(MATERIAL PROVIDED)

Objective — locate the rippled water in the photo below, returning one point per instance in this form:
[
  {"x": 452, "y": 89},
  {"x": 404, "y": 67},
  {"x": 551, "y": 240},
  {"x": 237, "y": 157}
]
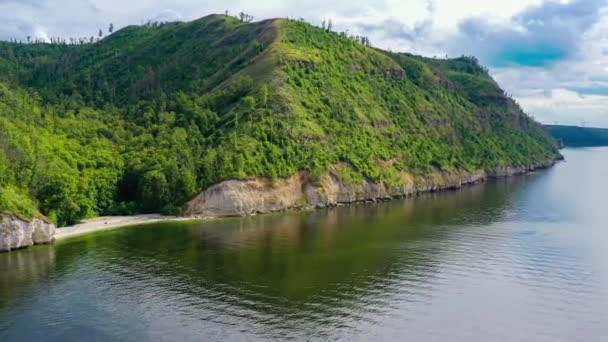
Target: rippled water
[{"x": 521, "y": 259}]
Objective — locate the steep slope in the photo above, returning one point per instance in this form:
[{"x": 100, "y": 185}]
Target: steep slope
[{"x": 163, "y": 112}]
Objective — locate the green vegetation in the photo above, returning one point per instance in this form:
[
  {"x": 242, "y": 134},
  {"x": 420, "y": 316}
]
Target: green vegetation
[
  {"x": 144, "y": 119},
  {"x": 579, "y": 136}
]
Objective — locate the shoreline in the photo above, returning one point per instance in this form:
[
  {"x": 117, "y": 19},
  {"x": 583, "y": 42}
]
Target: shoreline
[{"x": 106, "y": 223}]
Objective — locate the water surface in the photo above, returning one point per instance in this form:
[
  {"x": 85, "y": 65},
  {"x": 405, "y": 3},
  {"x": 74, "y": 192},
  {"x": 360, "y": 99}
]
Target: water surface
[{"x": 519, "y": 259}]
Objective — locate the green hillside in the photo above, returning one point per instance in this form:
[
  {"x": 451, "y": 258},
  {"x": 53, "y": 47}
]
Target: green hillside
[
  {"x": 579, "y": 136},
  {"x": 148, "y": 117}
]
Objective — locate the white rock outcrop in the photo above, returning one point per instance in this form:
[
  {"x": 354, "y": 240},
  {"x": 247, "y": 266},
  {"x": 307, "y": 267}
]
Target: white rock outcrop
[
  {"x": 262, "y": 195},
  {"x": 19, "y": 233}
]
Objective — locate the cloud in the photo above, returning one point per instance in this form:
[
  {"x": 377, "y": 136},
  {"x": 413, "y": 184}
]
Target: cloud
[
  {"x": 540, "y": 35},
  {"x": 552, "y": 55}
]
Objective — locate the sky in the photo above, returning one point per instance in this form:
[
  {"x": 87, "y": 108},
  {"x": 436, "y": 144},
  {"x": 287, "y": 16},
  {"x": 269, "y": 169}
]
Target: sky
[{"x": 550, "y": 55}]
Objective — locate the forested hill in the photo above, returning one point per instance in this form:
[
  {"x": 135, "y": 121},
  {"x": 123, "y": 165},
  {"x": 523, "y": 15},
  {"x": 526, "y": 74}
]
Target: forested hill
[
  {"x": 579, "y": 136},
  {"x": 146, "y": 118}
]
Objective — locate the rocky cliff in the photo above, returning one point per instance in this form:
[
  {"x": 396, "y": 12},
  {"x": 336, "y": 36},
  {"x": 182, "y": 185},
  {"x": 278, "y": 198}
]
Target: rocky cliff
[
  {"x": 19, "y": 233},
  {"x": 301, "y": 191}
]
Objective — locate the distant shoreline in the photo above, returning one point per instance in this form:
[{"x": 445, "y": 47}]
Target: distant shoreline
[{"x": 113, "y": 222}]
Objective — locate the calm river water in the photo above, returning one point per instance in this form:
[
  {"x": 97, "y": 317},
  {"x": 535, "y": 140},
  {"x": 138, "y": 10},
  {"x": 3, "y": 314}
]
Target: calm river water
[{"x": 520, "y": 259}]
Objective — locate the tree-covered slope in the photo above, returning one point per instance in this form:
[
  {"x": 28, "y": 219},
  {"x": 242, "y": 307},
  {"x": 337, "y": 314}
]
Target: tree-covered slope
[{"x": 151, "y": 115}]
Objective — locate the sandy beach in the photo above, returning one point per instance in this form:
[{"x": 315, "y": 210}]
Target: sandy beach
[{"x": 114, "y": 222}]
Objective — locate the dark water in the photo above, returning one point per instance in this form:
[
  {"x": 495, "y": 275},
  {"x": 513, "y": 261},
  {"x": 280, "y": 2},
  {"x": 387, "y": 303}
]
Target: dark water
[{"x": 522, "y": 259}]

(End MATERIAL PROVIDED)

WORK ORDER: Without carrying over any pictures, retype the records above exactly.

SOLUTION TO THIS PROBLEM:
Objective — locate the rippled water in the photo below, returning one point per instance in this form:
[
  {"x": 452, "y": 89},
  {"x": 404, "y": 67},
  {"x": 551, "y": 240},
  {"x": 237, "y": 157}
]
Target: rippled water
[{"x": 521, "y": 259}]
Objective — locate the steep slope in the photo above, returning one point per instance in this form:
[{"x": 100, "y": 185}]
Target: steep slope
[{"x": 163, "y": 112}]
Objective — locate the green vegetation in the photo above, returning one point per instance in this form:
[
  {"x": 242, "y": 134},
  {"x": 420, "y": 316}
]
Target: green vegetation
[
  {"x": 144, "y": 119},
  {"x": 579, "y": 136}
]
Objective — locate the shoreline in the photo above, returning one point per instance in this form:
[
  {"x": 117, "y": 19},
  {"x": 583, "y": 42}
]
Target: shoreline
[{"x": 106, "y": 223}]
Objective — locate the water surface in the photo above, returning one point per instance in this form:
[
  {"x": 85, "y": 65},
  {"x": 405, "y": 3},
  {"x": 74, "y": 192},
  {"x": 360, "y": 99}
]
Target: water surface
[{"x": 519, "y": 259}]
Objective — locate the green hillside in the photo above, returning one point per instance in this form:
[
  {"x": 451, "y": 258},
  {"x": 53, "y": 47}
]
Target: green hillside
[
  {"x": 579, "y": 136},
  {"x": 148, "y": 117}
]
Objective — locate the white rock outcrop in the photo above, returning one point per instance in this form:
[
  {"x": 354, "y": 240},
  {"x": 247, "y": 266},
  {"x": 307, "y": 267}
]
Target: white rock outcrop
[
  {"x": 262, "y": 195},
  {"x": 19, "y": 233}
]
Objective — locate the cloud in the photo above, returning one point per instance in this form:
[
  {"x": 377, "y": 136},
  {"x": 413, "y": 184}
]
Target: cloud
[
  {"x": 540, "y": 35},
  {"x": 552, "y": 55}
]
Objective — locate the sky in the photo above, returning one point per instance in this form:
[
  {"x": 87, "y": 108},
  {"x": 436, "y": 144},
  {"x": 287, "y": 16},
  {"x": 269, "y": 169}
]
Target: sky
[{"x": 550, "y": 55}]
Objective — locate the forested hill in the photo above, returning one point per instance in this form:
[
  {"x": 135, "y": 121},
  {"x": 123, "y": 165},
  {"x": 523, "y": 15},
  {"x": 526, "y": 74}
]
Target: forested hill
[
  {"x": 579, "y": 136},
  {"x": 146, "y": 118}
]
Objective — locate the rocky cliff in the photo above, returning one point per instance in this form:
[
  {"x": 396, "y": 12},
  {"x": 336, "y": 36},
  {"x": 182, "y": 185},
  {"x": 278, "y": 198}
]
Target: rocky cliff
[
  {"x": 19, "y": 233},
  {"x": 301, "y": 191}
]
Objective — locate the distant shoreline in the photo above, returning one point per instance in this form:
[{"x": 445, "y": 47}]
Target: distant shoreline
[{"x": 113, "y": 222}]
Objective — locate the calm river water in the photo above, returning one point per instance in this form:
[
  {"x": 97, "y": 317},
  {"x": 535, "y": 140},
  {"x": 138, "y": 10},
  {"x": 3, "y": 314}
]
Target: calm river water
[{"x": 520, "y": 259}]
Objective — locate the tree-covered slope in the photo above, returning one point per instance in this form:
[
  {"x": 28, "y": 219},
  {"x": 242, "y": 307},
  {"x": 337, "y": 314}
]
Target: tree-covered slope
[{"x": 151, "y": 115}]
Objective — locate the sandy beach in the photo above, returning one point per instance in this form:
[{"x": 315, "y": 210}]
Target: sandy beach
[{"x": 114, "y": 222}]
Objective — locate the dark water in the photo above, returning one point per instance in this form:
[
  {"x": 495, "y": 275},
  {"x": 513, "y": 261},
  {"x": 280, "y": 2},
  {"x": 387, "y": 303}
]
Target: dark water
[{"x": 522, "y": 259}]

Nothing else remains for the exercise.